A few thoughts about child and youth care

You need several things to work in child and youth care:

Last thing I read, watched, heard, which I would recommend to others

“The Inconvenient Indian: A Curious Account of Native People in North America” by Thomas King.
“Strong Helpers Teachings: The Value of Indigenous Knowledges in the Helping Professions” by Cyndy Baskin

A favorite Child and Youth Care experience

I have many favorite experiences in child and youth care and it’s hard to pull one out to describe. Favorite implies that it was fun and I truly enjoyed it. I generally enjoy most things that I do, particularly in Child and Youth Care. So I have to describe something that stands out. Today one experience that comes to mind was my “good-bye” party from my very first job as a Child and Youth Worker. It was the first time that I realized that, even though the children were still “in care” and I wondered what kind of an influence I had on them, there were indicators, in the way in which they said good-bye, that I was important to them and that some aspects of the relationship I had with each one of them would carry forward both in them and in me.

A few thoughts for those starting out

Figure out as best you can who YOU are and be yourself in everything you do. This is the essence of genuineness.

A recommended child and youth care reading link

https://www.cyc-net.org/quote2/quote-399.html

My favourite child and youth care-relevant link and why

http://www.youthincare.ca/ The Youth in Care Network is an example of youth advocating for youth and has grown from a small network to a nation-wide movement with many sub-networks.

++++++++++

Set exercise 1:
Reproduce the stretch of the listing from its first line through the line containing "[(236, 154), (59, 253)]", requests included, shifting every coordinate in the answers by adding 115.

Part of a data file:

++++++++++

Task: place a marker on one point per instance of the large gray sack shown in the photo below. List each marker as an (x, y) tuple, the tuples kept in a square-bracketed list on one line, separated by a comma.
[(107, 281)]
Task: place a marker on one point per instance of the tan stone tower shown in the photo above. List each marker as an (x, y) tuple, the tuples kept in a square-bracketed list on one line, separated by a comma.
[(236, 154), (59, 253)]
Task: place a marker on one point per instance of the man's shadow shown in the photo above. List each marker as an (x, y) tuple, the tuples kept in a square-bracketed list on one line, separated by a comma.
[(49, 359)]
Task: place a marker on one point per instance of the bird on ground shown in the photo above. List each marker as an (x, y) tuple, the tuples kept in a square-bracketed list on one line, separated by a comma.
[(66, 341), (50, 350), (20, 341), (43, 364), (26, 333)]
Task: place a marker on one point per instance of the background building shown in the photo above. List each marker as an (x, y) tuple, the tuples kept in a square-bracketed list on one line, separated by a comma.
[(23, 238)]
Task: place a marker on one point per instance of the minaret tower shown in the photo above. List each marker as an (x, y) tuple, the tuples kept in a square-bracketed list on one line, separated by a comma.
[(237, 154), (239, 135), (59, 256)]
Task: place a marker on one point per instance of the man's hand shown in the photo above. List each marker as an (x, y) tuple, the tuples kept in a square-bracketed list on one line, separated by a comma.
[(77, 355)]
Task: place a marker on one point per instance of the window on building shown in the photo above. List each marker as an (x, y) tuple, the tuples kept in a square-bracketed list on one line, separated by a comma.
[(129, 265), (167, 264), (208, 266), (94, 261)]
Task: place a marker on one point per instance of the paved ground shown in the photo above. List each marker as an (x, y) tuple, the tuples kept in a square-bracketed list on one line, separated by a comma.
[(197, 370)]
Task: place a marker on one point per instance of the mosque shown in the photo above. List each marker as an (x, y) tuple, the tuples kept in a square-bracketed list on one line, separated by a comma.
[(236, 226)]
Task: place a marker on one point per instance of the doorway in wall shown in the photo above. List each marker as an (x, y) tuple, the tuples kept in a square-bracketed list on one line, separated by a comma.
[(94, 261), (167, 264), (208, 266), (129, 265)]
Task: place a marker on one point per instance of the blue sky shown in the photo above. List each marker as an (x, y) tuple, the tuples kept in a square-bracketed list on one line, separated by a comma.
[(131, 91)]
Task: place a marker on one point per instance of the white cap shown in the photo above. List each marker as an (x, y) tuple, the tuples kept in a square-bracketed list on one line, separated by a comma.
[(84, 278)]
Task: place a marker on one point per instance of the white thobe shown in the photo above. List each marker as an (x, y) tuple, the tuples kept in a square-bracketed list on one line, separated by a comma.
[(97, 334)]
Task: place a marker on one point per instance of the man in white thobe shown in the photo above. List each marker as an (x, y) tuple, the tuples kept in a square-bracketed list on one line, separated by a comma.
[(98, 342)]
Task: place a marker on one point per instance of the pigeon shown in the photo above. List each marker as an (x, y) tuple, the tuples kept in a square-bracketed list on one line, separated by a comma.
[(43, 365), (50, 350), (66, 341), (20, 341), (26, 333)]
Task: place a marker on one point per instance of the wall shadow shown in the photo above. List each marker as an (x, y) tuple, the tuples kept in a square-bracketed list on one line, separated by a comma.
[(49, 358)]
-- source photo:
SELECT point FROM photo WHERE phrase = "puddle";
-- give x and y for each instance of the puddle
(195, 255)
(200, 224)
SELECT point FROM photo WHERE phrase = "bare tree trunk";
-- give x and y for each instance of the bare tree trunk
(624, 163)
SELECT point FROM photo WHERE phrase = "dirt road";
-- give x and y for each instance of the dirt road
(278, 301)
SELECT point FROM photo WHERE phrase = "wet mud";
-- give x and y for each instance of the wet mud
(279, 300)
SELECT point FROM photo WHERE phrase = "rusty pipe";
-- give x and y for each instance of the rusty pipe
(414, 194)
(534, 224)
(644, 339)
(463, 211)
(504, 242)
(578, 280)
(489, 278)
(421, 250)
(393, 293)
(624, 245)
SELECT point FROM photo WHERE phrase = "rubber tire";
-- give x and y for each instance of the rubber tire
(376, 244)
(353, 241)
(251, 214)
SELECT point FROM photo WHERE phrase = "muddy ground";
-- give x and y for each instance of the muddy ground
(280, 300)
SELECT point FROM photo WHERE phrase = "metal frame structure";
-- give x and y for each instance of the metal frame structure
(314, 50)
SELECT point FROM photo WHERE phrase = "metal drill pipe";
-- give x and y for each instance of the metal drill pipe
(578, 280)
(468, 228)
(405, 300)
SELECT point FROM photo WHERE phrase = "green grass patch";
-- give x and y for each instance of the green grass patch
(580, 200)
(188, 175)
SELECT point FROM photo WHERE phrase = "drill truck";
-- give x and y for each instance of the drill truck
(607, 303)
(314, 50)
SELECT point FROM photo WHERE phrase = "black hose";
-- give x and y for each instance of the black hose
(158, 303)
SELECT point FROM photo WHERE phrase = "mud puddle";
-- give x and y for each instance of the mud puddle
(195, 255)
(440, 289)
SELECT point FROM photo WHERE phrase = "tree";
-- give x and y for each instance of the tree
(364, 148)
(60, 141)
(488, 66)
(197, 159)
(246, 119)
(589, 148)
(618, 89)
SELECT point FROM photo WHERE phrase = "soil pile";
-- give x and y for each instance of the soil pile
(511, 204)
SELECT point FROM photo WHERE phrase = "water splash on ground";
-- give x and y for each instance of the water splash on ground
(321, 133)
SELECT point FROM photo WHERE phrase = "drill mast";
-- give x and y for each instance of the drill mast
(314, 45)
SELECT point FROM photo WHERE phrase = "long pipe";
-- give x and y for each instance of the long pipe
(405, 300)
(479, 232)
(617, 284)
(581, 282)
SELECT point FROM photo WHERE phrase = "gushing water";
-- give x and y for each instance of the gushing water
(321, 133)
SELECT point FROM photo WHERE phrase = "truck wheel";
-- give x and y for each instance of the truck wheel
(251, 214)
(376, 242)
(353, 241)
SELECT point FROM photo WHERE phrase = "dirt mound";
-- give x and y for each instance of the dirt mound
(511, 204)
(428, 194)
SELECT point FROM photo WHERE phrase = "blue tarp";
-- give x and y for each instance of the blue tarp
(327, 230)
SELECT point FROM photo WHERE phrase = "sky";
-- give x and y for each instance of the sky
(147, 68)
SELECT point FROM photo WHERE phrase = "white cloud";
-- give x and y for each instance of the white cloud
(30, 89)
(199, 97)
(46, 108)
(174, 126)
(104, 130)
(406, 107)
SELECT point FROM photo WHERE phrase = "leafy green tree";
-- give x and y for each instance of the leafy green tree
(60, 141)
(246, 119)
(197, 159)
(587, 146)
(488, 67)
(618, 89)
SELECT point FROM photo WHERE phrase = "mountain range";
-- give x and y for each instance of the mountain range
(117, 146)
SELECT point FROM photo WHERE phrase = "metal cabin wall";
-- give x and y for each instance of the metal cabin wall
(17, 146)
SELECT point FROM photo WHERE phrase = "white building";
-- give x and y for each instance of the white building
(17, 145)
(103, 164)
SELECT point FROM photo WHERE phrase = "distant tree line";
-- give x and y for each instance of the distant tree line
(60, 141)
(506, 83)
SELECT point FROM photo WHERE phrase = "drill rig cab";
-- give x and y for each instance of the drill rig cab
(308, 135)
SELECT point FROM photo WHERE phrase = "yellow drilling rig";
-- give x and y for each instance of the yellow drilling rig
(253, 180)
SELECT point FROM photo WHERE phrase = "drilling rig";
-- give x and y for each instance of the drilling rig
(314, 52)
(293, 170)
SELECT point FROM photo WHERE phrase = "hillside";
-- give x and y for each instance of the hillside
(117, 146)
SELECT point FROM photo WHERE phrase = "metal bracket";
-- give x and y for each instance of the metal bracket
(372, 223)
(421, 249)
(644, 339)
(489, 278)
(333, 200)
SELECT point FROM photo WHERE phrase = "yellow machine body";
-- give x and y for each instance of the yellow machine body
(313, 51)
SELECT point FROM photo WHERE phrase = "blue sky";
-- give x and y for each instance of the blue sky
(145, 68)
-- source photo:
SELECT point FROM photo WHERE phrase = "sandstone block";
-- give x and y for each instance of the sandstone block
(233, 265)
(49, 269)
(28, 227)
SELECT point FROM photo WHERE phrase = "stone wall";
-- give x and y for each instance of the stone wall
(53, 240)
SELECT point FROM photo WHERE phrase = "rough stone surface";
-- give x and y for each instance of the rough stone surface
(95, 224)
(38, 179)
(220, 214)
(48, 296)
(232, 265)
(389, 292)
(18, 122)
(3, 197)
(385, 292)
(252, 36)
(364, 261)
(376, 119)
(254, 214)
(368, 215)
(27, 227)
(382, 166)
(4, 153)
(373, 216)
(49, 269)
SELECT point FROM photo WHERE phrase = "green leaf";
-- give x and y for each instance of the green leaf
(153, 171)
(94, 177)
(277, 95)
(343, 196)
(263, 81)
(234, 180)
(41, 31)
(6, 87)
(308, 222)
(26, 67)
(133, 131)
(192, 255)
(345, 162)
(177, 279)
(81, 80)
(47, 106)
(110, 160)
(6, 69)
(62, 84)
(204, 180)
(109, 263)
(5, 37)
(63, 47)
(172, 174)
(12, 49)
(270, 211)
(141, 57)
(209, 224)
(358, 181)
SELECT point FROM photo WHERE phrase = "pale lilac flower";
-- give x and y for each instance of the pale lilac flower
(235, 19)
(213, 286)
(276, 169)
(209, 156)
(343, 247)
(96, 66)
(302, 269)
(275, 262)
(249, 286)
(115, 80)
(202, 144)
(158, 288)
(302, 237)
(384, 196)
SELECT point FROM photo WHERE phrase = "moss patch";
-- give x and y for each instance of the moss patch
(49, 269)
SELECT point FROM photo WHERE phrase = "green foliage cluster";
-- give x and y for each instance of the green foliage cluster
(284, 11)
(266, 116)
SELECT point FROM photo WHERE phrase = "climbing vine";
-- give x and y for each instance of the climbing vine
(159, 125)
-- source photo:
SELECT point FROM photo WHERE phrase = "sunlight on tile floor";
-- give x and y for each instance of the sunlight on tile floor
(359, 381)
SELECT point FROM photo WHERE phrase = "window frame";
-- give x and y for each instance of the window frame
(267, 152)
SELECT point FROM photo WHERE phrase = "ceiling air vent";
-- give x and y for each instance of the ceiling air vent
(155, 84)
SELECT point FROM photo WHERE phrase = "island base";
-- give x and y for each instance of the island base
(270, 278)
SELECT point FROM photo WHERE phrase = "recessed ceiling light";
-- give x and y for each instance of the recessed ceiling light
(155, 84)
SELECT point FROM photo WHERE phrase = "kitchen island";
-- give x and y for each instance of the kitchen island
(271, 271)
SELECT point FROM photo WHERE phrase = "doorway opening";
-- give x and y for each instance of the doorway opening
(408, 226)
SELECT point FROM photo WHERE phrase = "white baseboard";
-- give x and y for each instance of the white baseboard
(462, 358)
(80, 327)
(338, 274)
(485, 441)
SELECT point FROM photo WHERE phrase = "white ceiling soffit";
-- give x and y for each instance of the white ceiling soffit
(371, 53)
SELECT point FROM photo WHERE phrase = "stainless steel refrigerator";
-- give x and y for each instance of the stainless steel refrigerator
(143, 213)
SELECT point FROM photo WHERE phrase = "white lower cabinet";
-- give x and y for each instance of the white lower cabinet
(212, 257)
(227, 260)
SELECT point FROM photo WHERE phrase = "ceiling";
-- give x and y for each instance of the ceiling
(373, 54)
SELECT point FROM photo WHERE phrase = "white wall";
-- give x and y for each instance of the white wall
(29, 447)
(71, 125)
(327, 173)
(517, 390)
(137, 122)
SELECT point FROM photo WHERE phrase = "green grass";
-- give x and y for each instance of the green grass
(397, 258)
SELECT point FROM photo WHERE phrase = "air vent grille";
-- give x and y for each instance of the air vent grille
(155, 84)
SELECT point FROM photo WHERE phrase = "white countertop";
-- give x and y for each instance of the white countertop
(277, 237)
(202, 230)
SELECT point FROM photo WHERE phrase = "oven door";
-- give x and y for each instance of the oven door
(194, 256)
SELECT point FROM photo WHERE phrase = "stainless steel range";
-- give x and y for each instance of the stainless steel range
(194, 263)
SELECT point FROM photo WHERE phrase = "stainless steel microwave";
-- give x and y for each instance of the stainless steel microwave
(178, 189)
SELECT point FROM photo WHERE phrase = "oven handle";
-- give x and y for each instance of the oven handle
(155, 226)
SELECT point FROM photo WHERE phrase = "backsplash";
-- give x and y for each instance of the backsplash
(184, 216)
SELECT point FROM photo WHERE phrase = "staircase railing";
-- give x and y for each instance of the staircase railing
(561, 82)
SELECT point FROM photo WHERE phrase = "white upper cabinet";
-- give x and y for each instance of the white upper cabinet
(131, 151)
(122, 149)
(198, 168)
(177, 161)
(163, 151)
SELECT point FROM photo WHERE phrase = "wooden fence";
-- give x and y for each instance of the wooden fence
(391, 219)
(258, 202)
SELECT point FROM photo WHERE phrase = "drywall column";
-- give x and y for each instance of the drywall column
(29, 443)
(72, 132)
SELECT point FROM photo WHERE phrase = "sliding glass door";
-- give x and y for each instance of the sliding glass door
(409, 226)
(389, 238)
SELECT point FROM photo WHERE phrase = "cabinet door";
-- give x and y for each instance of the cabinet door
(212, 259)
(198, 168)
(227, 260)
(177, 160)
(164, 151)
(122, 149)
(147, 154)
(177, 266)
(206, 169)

++++++++++

Set exercise 2:
Continue the piece on child and youth care from where it stops.

Written response 1:
Task: place a marker on one point per instance of the large gray sack shown in the photo below. List each marker as an (x, y) tuple, the tuples kept in a square-bracketed list on one line, separated by a comma.
[(222, 396)]
Task: place a marker on one point per instance of the tan stone tower shown in the photo above. List each marker as an (x, y) tuple, the tuples kept in a square-bracketed list on one line, separated by a comma.
[(351, 269), (174, 368)]

Written response 2:
A writing of my own

I have 2 books published. “Foundations of Child and Youth Care” (2013-Kendall/Hunt Publishers) and “Right Here, Right Now: Life-space Intervention for Children and Youth” co-author with Kiaras Gharabaghi (2012-Pearson, Canada).

Influences on my work

The first group of children and youth that I worked with: Gerry, Patti, Peter, Kathy, Danny, Brad, and their families and the agency that I worked in. The students I’ve taught over the last 25 years. Camping, canoeing, karate, swimming. The forests and lakes in Northern Ontario, the mountains in Alberta, and the ocean in British Columbia. Tragedies, particularly those that happen to people I’m close to.

Anything else

A thank you to the people in the field who bring themselves to every conversation I have about Child and Youth Care and an acknowledgement to the diversity of Toronto, where I’ lived since 1999, and which challenges my assumptions in every single moment of my teaching.

Take care.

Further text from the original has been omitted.